> **Aim**
Exactly repeat all the records below, omitting the images they hold.

> **Provided material**
------------------------------------------------

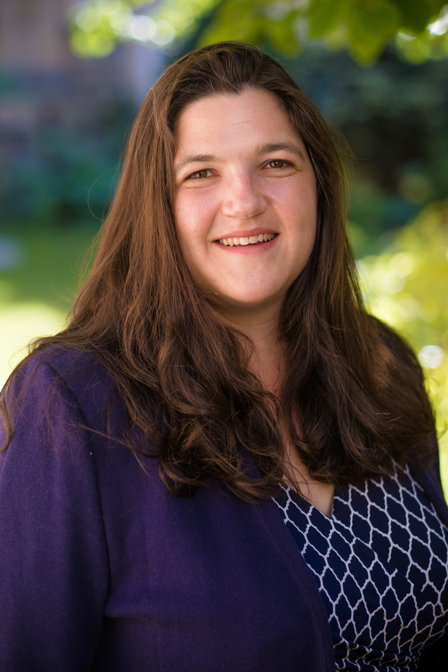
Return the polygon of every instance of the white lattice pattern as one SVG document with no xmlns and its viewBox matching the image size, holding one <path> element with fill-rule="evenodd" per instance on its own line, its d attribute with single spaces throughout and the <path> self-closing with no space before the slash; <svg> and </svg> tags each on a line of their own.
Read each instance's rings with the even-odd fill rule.
<svg viewBox="0 0 448 672">
<path fill-rule="evenodd" d="M 448 623 L 448 530 L 408 470 L 337 490 L 332 518 L 275 500 L 313 572 L 337 669 L 411 672 Z"/>
</svg>

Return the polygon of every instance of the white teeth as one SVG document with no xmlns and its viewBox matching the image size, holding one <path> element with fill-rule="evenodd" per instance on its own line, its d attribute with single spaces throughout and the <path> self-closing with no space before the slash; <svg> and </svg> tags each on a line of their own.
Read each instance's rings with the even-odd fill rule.
<svg viewBox="0 0 448 672">
<path fill-rule="evenodd" d="M 250 237 L 242 237 L 241 238 L 220 238 L 219 241 L 222 245 L 255 245 L 256 243 L 261 243 L 263 241 L 267 243 L 275 237 L 275 233 L 260 233 L 258 236 L 251 236 Z"/>
</svg>

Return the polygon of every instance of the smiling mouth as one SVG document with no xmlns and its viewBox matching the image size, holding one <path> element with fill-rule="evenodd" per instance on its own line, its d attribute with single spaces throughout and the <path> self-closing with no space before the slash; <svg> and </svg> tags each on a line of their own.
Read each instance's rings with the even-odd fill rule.
<svg viewBox="0 0 448 672">
<path fill-rule="evenodd" d="M 278 236 L 278 233 L 259 233 L 257 236 L 251 236 L 249 237 L 220 238 L 217 242 L 220 243 L 222 245 L 230 245 L 231 247 L 234 245 L 256 245 L 267 243 L 268 241 L 271 241 L 275 236 Z"/>
</svg>

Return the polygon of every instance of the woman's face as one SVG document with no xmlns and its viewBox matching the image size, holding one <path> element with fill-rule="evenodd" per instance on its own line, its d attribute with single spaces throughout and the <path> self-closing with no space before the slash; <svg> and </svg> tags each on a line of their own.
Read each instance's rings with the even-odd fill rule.
<svg viewBox="0 0 448 672">
<path fill-rule="evenodd" d="M 283 300 L 316 235 L 316 179 L 277 99 L 248 90 L 179 115 L 175 222 L 197 286 L 222 308 Z"/>
</svg>

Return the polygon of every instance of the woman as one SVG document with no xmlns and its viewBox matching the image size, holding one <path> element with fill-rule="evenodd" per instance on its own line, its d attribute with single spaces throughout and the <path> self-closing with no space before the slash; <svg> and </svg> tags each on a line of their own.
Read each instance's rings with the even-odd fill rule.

------------------------------------------------

> **Exercise response**
Return the polygon of every instance of the white lattice pattern as one SVG document with no xmlns and its viewBox matching the image size, holding one <path> element with fill-rule="evenodd" per instance on its own line, its d attribute with single spaces throughout and the <path> self-closing with no space before the slash; <svg> and </svg> tags each on a line of their own.
Read each instance's rings with the even-odd fill rule.
<svg viewBox="0 0 448 672">
<path fill-rule="evenodd" d="M 448 623 L 448 530 L 408 470 L 337 490 L 332 518 L 275 500 L 313 572 L 337 669 L 411 672 Z"/>
</svg>

Return the polygon of every instance of the white teeth as one SVG document with no xmlns and its viewBox matching the image size, holding one <path> element with fill-rule="evenodd" per instance on its own line, its d attribute with single spaces throughout and the <path> self-closing with no space before the slash; <svg> and </svg> tags each on a line of their own.
Read each instance's rings with the even-odd fill rule.
<svg viewBox="0 0 448 672">
<path fill-rule="evenodd" d="M 250 237 L 242 237 L 241 238 L 220 238 L 219 241 L 222 245 L 255 245 L 256 243 L 261 243 L 263 241 L 267 243 L 275 237 L 275 233 L 260 233 L 258 236 L 251 236 Z"/>
</svg>

Return the polygon of every instance of the smiling mouth as one SVG document with no xmlns and its viewBox matching the image size, holding one <path> element with fill-rule="evenodd" per instance on its own line, its d attribute with single spaces throughout and the <path> self-closing with no space before the slash; <svg> and </svg> tags each on a line of their own.
Read each instance's rings with the even-odd fill rule.
<svg viewBox="0 0 448 672">
<path fill-rule="evenodd" d="M 278 236 L 278 233 L 259 233 L 257 236 L 251 236 L 249 237 L 220 238 L 217 242 L 220 243 L 222 245 L 230 245 L 231 247 L 234 245 L 256 245 L 267 243 L 268 241 L 271 241 L 275 236 Z"/>
</svg>

Return the polygon of every instance of the woman's face as one SVG document with no xmlns and its viewBox matching the image size, holding one <path> element with fill-rule="evenodd" per instance on its own line, its d attribute with single spaces throughout and the <path> self-closing with no space before the slash; <svg> and </svg> tags each on a line of their own.
Read each instance's rings with the even-odd fill rule.
<svg viewBox="0 0 448 672">
<path fill-rule="evenodd" d="M 283 300 L 316 235 L 316 179 L 277 99 L 248 90 L 179 115 L 175 222 L 197 286 L 222 308 Z"/>
</svg>

Return the polygon of every instance of the woman as one SVG document with no xmlns and its viewBox matching the image size, holding one <path> element with fill-rule="evenodd" per instance on its own line, its d attribute with single spaces throughout and the <path> self-closing with no space before the slash; <svg> and </svg> tags each on a line of their own.
Read each instance's rings with the even-odd fill rule.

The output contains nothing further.